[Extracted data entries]
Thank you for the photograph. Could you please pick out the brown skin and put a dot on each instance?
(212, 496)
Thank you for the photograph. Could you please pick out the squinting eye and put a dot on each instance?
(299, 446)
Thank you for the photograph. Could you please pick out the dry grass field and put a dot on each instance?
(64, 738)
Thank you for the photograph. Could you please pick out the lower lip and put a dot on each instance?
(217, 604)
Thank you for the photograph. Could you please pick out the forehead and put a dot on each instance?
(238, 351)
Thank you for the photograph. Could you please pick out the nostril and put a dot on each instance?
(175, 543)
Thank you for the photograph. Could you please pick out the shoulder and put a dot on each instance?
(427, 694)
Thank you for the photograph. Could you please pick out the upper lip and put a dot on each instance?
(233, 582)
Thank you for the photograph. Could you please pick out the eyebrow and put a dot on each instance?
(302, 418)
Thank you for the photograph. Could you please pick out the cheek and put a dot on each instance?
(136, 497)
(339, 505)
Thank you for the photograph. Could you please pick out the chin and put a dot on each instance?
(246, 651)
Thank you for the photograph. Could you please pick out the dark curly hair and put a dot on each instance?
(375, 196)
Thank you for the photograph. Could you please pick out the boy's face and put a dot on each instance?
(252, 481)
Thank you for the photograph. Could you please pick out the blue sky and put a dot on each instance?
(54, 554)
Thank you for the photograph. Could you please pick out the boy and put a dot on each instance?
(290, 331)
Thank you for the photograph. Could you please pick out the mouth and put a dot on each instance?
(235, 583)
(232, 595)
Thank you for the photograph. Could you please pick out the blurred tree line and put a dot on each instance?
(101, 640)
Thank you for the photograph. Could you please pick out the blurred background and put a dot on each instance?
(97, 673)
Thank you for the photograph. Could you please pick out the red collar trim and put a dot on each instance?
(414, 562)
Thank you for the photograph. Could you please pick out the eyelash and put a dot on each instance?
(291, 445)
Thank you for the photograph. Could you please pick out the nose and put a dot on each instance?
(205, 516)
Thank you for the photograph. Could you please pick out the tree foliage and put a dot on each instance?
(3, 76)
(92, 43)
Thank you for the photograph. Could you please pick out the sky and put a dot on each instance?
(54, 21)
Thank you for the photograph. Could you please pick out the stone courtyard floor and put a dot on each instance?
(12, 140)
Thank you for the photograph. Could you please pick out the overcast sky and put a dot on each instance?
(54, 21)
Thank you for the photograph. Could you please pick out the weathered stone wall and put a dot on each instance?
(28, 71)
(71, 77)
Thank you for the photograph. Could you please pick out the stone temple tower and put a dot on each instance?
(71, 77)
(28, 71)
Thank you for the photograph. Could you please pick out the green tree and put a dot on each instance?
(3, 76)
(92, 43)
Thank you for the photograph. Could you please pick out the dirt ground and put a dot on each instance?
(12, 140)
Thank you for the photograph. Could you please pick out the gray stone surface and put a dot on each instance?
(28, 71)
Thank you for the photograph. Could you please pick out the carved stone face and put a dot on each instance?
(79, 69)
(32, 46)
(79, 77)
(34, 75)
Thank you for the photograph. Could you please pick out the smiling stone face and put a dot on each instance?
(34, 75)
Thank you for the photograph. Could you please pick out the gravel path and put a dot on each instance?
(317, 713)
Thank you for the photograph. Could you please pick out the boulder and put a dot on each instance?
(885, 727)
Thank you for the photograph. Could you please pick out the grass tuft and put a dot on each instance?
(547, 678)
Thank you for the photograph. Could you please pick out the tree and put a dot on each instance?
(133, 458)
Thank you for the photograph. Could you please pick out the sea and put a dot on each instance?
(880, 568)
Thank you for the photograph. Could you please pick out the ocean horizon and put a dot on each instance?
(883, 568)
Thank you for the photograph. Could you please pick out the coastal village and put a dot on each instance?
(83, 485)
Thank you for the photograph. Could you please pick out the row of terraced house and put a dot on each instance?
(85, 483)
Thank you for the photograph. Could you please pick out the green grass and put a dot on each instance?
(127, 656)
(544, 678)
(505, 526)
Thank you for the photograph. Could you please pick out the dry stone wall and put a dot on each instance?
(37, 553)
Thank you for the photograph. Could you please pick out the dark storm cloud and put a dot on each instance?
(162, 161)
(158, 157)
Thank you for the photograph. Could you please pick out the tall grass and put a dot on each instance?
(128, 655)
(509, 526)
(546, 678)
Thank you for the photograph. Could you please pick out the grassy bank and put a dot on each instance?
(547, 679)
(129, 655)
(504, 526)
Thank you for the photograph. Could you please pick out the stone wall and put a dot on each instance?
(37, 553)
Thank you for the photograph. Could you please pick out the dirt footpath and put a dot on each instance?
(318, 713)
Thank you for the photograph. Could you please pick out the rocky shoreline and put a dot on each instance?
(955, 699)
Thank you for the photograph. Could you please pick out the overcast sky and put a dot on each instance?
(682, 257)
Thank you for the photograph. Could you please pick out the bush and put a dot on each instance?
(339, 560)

- **Task brief**
Write all of the records out exactly, including every line.

- **Solution below**
Thank you for the photograph. Could you please pick out the brown skin and put a dot on each instance?
(212, 496)
Thank you for the photograph. Could you please pick out the squinting eye and put a dot on each instance?
(299, 446)
Thank you for the photograph. Could you please pick out the dry grass field and put a dot on each instance?
(64, 738)
Thank you for the photograph. Could you please pick out the lower lip and put a dot on each instance?
(217, 604)
Thank you for the photograph. Could you please pick out the forehead and put a dot on each instance?
(238, 351)
Thank you for the photograph. Could you please pick out the nostril and put a dot on each instance?
(175, 543)
Thank you for the photograph. Could you please pick out the shoulder and put a dot on each instance?
(427, 694)
Thank you for the photograph. Could you please pick out the upper lip and put a dot on each instance?
(233, 582)
Thank you for the photograph. Could you please pick out the eyebrow and put a dot on each instance?
(302, 418)
Thank you for the photograph. Could you please pick out the cheek and put a dot on each instance?
(136, 497)
(339, 505)
Thank you for the photograph. Could you please pick out the chin and put a dot on each instance?
(246, 651)
Thank you for the photograph. Could you please pick out the dark curly hair and put a dot on each instance?
(375, 196)
Thank you for the photograph. Could you please pick out the boy's face and put a dot on each instance?
(252, 481)
Thank you for the photograph. Could you please pick out the blue sky and put a dot on each instance?
(54, 554)
Thank you for the photograph. Could you please pick out the boy and put a dot on each instance?
(290, 331)
Thank you for the photograph. Could you please pick out the mouth and put a dot on each instance?
(235, 583)
(232, 595)
Thank you for the photograph. Could you please pick out the blurred tree line and put a dot on each instance?
(101, 640)
Thank you for the photograph. Could you please pick out the blurred background and put a dot on each instance?
(97, 673)
Thank you for the photograph. Could you please pick out the red collar trim and put a dot on each instance?
(414, 562)
Thank you for the photograph. Could you please pick out the eyelash and put a dot on each instance?
(291, 445)
Thank you for the photograph. Could you please pick out the nose and put a dot on each instance?
(205, 516)
Thank you for the photograph. Could you please pick out the tree foliage and put a dot on each instance?
(3, 76)
(92, 43)
Thank you for the photograph. Could you please pick out the sky and put a dot on each instance?
(54, 21)
Thank you for the photograph. Could you please pick out the stone courtyard floor and put a dot on each instance?
(12, 140)
Thank you for the photograph. Could you please pick out the overcast sky and put a dot on each instance?
(54, 21)
Thank you for the photograph. Could you please pick out the weathered stone wall and put a dot on each instance?
(28, 71)
(71, 77)
Thank you for the photograph. Could you please pick out the stone temple tower and put a dot on each instance?
(71, 77)
(28, 71)
Thank you for the photograph. Could you please pick out the green tree and put a dot on each instance?
(3, 76)
(92, 43)
Thank you for the photograph. Could you please pick out the dirt ground and put a dot on each instance?
(12, 140)
Thank you for the photograph. Could you please pick out the gray stone surface and put a dot on each instance?
(28, 71)
Thank you for the photograph. Could you please pick out the carved stone face and put a dot on each instance?
(79, 69)
(32, 46)
(79, 77)
(34, 75)
Thank you for the photograph. Could you please pick out the smiling stone face and put a dot on each instance?
(34, 75)
Thank you for the photograph. Could you please pick out the gravel path and put a dot on each instance?
(317, 713)
Thank you for the photograph. Could you please pick out the boulder and put a dot on each instance?
(885, 727)
Thank you for the photograph. Could you please pick out the grass tuft and put a dot on each instance?
(547, 678)
Thank you for the photograph. Could you please pick out the tree and put a dot on each instance?
(133, 458)
Thank you for the photograph. Could you please pick out the sea and put a dot on each instance?
(880, 568)
Thank you for the photograph. Could you please pick out the ocean horizon and put a dot on each instance?
(883, 568)
Thank you for the photograph. Could you please pick out the coastal village and put a dot on each instance?
(83, 485)
Thank you for the photograph. Could you please pick out the row of terraced house and put a dot on each instance?
(85, 483)
Thank you for the photograph. Could you please pick out the green grass and put a dot on each instance?
(127, 656)
(544, 678)
(505, 526)
Thank you for the photograph. Could you please pick out the dry stone wall and put a dot on each instance?
(37, 553)
Thank you for the photograph. Could you please pick out the dark storm cloud and put a dot on each instance?
(162, 161)
(158, 157)
Thank you for the photograph. Could you please pick out the tall grass and put a dot on each instance?
(128, 655)
(509, 526)
(546, 678)
Thank you for the photograph. Could you please pick out the grassy bank and put a dot on each instance?
(547, 679)
(129, 655)
(504, 526)
Thank you for the photograph. Could you please pick out the stone wall and put a dot on each instance?
(37, 553)
Thank you for the photograph. Could you please pick out the dirt footpath and put a dot on each instance?
(318, 713)
Thank you for the photograph. Could you please pick out the rocky shoreline and put a dot on each instance?
(955, 699)
Thank you for the photograph. Could you please pick out the overcast sky and put a dot on each instance?
(682, 257)
Thank you for the photograph. Could you please pick out the bush and put a dot on each instance?
(339, 560)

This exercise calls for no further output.